Prompt: In the MET amplification article, how many molecularly specific subtypes of non-small cell lung cancer does Dr. Camidge say now have an FDA-approved therapy?
(Document segment)
Dr. Camidge Defines MET Amplification as Driver for NSCLCJul 22, 2021
A study led by D. Ross Camidge, MD, PhD has helped to define MET amplification as a rare but potentially actionable driver for non-small cell lung cancer (NSCLC). Many of the major developments in the treatment of non-small cell lung cancer have come from defining molecularly specific subsets of the disease for which researchers have been able to develop targeted treatments. Until now, all of these subsets have been based on either genetic mutations or gene rearrangements.
“What we’ve started to realize is that non-small cell lung cancer isn’t just one disease,” Dr. Camidge says. “Over the last 15 or so years, we’ve started to pull apart separate diseases within that umbrella. Now, there are at least eight different molecularly specific subtypes with an FDA-approved therapy.”
(End Document segment)
(Information)
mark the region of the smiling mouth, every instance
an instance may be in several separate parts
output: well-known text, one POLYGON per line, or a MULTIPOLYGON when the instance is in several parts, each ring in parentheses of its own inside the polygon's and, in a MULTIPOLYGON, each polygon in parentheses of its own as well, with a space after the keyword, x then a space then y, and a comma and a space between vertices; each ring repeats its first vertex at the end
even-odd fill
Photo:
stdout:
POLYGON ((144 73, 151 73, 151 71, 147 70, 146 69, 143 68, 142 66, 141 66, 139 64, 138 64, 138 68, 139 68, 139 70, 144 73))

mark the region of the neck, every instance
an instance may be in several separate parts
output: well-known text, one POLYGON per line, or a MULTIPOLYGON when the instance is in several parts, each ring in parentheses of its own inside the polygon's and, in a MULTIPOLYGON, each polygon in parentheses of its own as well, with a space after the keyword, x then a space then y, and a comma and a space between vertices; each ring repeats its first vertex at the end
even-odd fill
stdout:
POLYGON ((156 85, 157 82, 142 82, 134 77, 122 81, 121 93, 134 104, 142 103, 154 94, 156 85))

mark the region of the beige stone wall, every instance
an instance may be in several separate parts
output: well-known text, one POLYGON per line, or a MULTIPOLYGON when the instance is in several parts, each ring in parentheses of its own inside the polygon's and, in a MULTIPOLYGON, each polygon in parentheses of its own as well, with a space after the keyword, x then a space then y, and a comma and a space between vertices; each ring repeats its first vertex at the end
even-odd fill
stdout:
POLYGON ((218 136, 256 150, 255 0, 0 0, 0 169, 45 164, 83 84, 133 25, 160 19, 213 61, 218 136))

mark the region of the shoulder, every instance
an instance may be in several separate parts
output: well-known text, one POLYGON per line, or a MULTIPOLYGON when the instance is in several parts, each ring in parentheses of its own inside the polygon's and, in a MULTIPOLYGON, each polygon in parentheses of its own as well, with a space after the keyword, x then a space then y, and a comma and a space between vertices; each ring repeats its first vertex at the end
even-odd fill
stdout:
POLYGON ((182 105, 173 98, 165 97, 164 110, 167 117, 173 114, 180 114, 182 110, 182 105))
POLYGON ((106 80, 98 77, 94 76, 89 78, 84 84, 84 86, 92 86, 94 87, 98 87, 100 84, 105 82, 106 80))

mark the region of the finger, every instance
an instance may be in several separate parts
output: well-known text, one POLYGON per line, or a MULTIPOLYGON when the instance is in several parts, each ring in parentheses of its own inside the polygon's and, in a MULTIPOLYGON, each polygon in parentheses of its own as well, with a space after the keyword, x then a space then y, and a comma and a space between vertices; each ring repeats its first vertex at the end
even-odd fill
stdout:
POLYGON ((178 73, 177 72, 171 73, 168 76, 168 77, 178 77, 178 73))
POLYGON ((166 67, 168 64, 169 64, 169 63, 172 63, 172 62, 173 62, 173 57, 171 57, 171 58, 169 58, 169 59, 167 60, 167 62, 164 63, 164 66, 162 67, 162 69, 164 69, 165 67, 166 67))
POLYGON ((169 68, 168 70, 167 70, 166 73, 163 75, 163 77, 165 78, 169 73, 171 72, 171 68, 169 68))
(End Information)
Answer section: At least eight.